▸ **TASK PROMPT**: Read the data, and whenever a line holds the word "wheelchair", report that line.

Source records:

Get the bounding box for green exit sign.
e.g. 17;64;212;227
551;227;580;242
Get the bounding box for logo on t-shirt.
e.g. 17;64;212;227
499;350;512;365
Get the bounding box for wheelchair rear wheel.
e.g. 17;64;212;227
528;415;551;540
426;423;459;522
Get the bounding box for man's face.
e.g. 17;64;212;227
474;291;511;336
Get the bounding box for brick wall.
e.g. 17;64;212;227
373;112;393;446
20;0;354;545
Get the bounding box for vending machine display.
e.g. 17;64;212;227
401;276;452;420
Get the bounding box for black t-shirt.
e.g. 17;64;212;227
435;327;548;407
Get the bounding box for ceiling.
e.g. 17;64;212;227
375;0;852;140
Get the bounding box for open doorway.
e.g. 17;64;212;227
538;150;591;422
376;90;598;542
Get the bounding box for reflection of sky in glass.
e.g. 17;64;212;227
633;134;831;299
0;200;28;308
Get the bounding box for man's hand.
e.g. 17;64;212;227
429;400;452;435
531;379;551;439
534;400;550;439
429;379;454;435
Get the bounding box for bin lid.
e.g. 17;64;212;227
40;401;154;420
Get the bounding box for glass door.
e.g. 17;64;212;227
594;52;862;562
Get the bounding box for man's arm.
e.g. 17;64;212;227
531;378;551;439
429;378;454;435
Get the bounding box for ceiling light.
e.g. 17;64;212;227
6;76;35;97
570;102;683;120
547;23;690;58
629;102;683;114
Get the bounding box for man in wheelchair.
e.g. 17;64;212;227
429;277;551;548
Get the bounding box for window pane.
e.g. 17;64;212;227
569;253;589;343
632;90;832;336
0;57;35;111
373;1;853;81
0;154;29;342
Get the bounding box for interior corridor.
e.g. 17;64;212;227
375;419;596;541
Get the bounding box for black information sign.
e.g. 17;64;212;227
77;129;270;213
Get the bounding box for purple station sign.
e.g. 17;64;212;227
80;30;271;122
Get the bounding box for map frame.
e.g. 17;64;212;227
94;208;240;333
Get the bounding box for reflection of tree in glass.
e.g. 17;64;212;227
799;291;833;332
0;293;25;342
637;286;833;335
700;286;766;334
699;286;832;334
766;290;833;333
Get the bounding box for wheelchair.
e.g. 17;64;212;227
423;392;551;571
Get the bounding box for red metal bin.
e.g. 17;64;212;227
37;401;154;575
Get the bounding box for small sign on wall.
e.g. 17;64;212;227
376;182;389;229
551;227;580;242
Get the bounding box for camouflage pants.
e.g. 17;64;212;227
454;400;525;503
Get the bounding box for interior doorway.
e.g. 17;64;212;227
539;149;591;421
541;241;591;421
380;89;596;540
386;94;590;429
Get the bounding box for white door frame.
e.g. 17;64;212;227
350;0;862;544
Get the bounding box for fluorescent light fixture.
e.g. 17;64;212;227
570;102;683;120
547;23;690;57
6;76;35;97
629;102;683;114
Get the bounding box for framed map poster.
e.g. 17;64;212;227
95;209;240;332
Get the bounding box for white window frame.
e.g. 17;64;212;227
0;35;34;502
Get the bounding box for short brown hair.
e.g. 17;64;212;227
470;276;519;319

▸ **WRITTEN ANSWER**:
Get the bounding box for wheelchair rear wheel.
Get the bounding box for man in wheelchair.
Get the bounding box for wheelchair.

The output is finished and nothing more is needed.